A preculture of strain CEN.PK113-1A was prepared in synthetic medium containing 6% (v/v) glycerol supplemented with 0.77 g/L CSM-URA (Qbiogene, USA) and 0.15 g/L uracil at 30 °C on a rotary shaker (200 rpm) overnight. The addition of CSM resulted in the following supplementation (per L): 10 mg adenine, 50 mg l-arginine HCl, 80 mg l-aspartic acid, 20 mg l-histidine HCl, 50 mg l-isoleucine, 100 mg l-leucine, 50 mg l-lysine HCl, 20 mg l-methionine, 50 mg l-phenylalanine, 100 mg l-threonine, 50 mg l-tryptophan, 50 mg tyrosine, 140 mg l-valine, and 150 mg uracil. This culture was then used as the inoculum for both of the sequential batch cultures. The first evolution line was carried out in fresh synthetic glycerol medium in which the CSM concentration was gradually reduced by 10% in each subculture, i.e., only 90% of the CSM concentration present in the preculture was added to the second batch, 80% to the third batch, and so forth until the 10th serial transfers where 10% of the original CSM supplementation was last added. All subsequent subcultivations were carried out in synthetic glycerol medium without supplementation. The second evolution line was carried out in synthetic glycerol medium without any addition of CSM. During both evolution lines, cells were harvested from the mid-exponential phase and reinoculated the following subcultivation with an OD600 adjusted to 0.2 (corresponds to 4.0 × 106 cells per mL). After approximately 55 generations, a colony from each evolution line was isolated and subjected to the quantitative analysis of growth in liquid glycerol medium. Serial subcultivations of the evolved isolates and JL1 in glucose medium were carried out by transferring the cells into fresh synthetic glucose medium adjusting an OD600. In total, 5 subcultivations (corresponding to ca. 25 generations) were conducted in shake flasks.

++++++++++

-- WHAT TO DO --
Please copy the entire excerpt on the yeast culture evolution lines word for word. The material that comes after the excerpt has no part in this.

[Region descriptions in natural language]
++++++++++

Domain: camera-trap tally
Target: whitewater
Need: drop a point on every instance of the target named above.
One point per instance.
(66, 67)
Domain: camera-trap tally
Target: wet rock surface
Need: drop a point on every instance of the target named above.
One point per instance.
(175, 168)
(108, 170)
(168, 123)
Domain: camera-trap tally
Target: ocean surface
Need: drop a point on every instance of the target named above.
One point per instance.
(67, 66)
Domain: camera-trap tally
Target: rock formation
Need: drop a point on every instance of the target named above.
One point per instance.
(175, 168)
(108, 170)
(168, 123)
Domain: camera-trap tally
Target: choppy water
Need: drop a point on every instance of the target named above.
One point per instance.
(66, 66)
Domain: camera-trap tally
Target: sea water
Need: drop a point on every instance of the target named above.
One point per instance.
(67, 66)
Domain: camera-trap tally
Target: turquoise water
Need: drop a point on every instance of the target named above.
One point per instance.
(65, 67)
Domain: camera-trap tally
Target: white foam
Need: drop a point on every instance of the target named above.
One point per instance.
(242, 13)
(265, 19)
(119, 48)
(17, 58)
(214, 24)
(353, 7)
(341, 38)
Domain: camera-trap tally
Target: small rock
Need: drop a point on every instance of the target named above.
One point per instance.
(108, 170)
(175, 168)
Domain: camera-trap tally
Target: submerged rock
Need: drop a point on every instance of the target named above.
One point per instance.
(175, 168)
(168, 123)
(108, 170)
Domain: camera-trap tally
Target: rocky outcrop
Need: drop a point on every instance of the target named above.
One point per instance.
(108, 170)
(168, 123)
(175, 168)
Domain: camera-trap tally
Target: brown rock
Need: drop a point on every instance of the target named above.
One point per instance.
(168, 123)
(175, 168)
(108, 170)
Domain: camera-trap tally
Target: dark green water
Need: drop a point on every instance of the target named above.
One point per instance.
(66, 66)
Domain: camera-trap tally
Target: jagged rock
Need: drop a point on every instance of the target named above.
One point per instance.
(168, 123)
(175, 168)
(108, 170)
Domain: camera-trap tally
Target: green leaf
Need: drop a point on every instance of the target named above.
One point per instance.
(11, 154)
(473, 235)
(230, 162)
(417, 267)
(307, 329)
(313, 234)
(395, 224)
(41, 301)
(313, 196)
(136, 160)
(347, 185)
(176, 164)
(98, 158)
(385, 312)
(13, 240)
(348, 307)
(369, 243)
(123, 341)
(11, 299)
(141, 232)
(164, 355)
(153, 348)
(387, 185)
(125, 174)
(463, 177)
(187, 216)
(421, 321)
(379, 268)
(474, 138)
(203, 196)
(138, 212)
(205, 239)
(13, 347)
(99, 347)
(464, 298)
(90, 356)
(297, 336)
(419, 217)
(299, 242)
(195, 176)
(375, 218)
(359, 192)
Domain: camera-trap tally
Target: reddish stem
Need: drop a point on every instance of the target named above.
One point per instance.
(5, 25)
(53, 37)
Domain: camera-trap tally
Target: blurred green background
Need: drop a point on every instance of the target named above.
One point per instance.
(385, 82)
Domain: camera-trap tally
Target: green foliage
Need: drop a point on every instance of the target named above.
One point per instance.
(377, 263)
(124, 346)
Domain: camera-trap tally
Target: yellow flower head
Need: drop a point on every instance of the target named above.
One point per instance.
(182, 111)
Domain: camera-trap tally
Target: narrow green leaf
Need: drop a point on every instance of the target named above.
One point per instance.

++++++++++

-- SOLVED PROBLEM --
A preculture of strain CEN.PK113-1A was prepared in synthetic medium containing 6% (v/v) glycerol supplemented with 0.77 g/L CSM-URA (Qbiogene, USA) and 0.15 g/L uracil at 30 °C on a rotary shaker (200 rpm) overnight. The addition of CSM resulted in the following supplementation (per L): 10 mg adenine, 50 mg l-arginine HCl, 80 mg l-aspartic acid, 20 mg l-histidine HCl, 50 mg l-isoleucine, 100 mg l-leucine, 50 mg l-lysine HCl, 20 mg l-methionine, 50 mg l-phenylalanine, 100 mg l-threonine, 50 mg l-tryptophan, 50 mg tyrosine, 140 mg l-valine, and 150 mg uracil. This culture was then used as the inoculum for both of the sequential batch cultures. The first evolution line was carried out in fresh synthetic glycerol medium in which the CSM concentration was gradually reduced by 10% in each subculture, i.e., only 90% of the CSM concentration present in the preculture was added to the second batch, 80% to the third batch, and so forth until the 10th serial transfers where 10% of the original CSM supplementation was last added. All subsequent subcultivations were carried out in synthetic glycerol medium without supplementation. The second evolution line was carried out in synthetic glycerol medium without any addition of CSM. During both evolution lines, cells were harvested from the mid-exponential phase and reinoculated the following subcultivation with an OD600 adjusted to 0.2 (corresponds to 4.0 × 106 cells per mL). After approximately 55 generations, a colony from each evolution line was isolated and subjected to the quantitative analysis of growth in liquid glycerol medium. Serial subcultivations of the evolved isolates and JL1 in glucose medium were carried out by transferring the cells into fresh synthetic glucose medium adjusting an OD600. In total, 5 subcultivations (corresponding to ca. 25 generations) were conducted in shake flasks.